[Data entries]

========

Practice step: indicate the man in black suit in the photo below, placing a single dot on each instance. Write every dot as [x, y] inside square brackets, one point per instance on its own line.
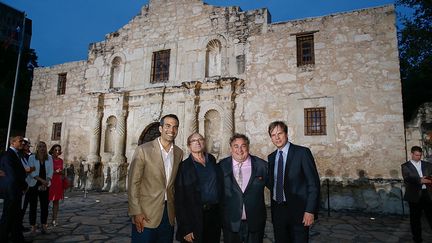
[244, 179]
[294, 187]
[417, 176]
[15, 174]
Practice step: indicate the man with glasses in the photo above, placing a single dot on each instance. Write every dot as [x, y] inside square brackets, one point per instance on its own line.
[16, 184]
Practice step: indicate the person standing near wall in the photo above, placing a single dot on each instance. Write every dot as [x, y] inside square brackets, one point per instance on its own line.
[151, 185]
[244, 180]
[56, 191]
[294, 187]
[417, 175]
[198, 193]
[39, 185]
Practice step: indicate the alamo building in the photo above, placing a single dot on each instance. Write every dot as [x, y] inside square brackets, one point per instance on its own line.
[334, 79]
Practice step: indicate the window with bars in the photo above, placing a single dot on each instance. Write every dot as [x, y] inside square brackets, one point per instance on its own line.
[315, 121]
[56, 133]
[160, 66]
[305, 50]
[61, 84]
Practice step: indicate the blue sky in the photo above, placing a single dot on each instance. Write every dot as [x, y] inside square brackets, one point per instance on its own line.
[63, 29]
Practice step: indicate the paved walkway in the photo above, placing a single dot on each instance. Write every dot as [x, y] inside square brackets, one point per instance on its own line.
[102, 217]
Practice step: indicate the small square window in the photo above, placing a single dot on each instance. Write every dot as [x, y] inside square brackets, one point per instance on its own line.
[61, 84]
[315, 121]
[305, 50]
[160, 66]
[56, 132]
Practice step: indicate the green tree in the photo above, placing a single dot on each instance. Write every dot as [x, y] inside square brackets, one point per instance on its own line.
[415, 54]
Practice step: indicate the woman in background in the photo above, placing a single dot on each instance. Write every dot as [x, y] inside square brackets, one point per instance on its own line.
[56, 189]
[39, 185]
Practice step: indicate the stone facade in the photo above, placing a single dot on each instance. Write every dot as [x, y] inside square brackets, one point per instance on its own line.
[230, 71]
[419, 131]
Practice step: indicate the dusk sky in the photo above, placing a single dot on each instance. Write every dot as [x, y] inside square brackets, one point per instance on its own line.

========

## Given exercise
Copy out word for word the data lines from the one containing "Practice step: indicate the green" through the end of the data, including both of those ends.

## Task output
Practice step: indicate the green tree in the photo above, placing a single dot on each instance. Write every dot as [x, y] inside square brackets, one point per instance on its own line.
[415, 54]
Practice step: indicate the woman in background in the photo above, placing a single dot on each instance. Write every dot as [x, y] inside square brackets, one point per instance on its own line.
[56, 189]
[39, 185]
Practice step: indicate the stone facade in the photo above, placing a single dot on each instance. Write every dot as [x, y] inside square brackets, one point per instance on its own line.
[230, 71]
[419, 131]
Practice step: indicate the dusk sky in the photo above, placing a single dot on each instance. Write every dot as [x, y] inside square brackets, one point per instance on its own line.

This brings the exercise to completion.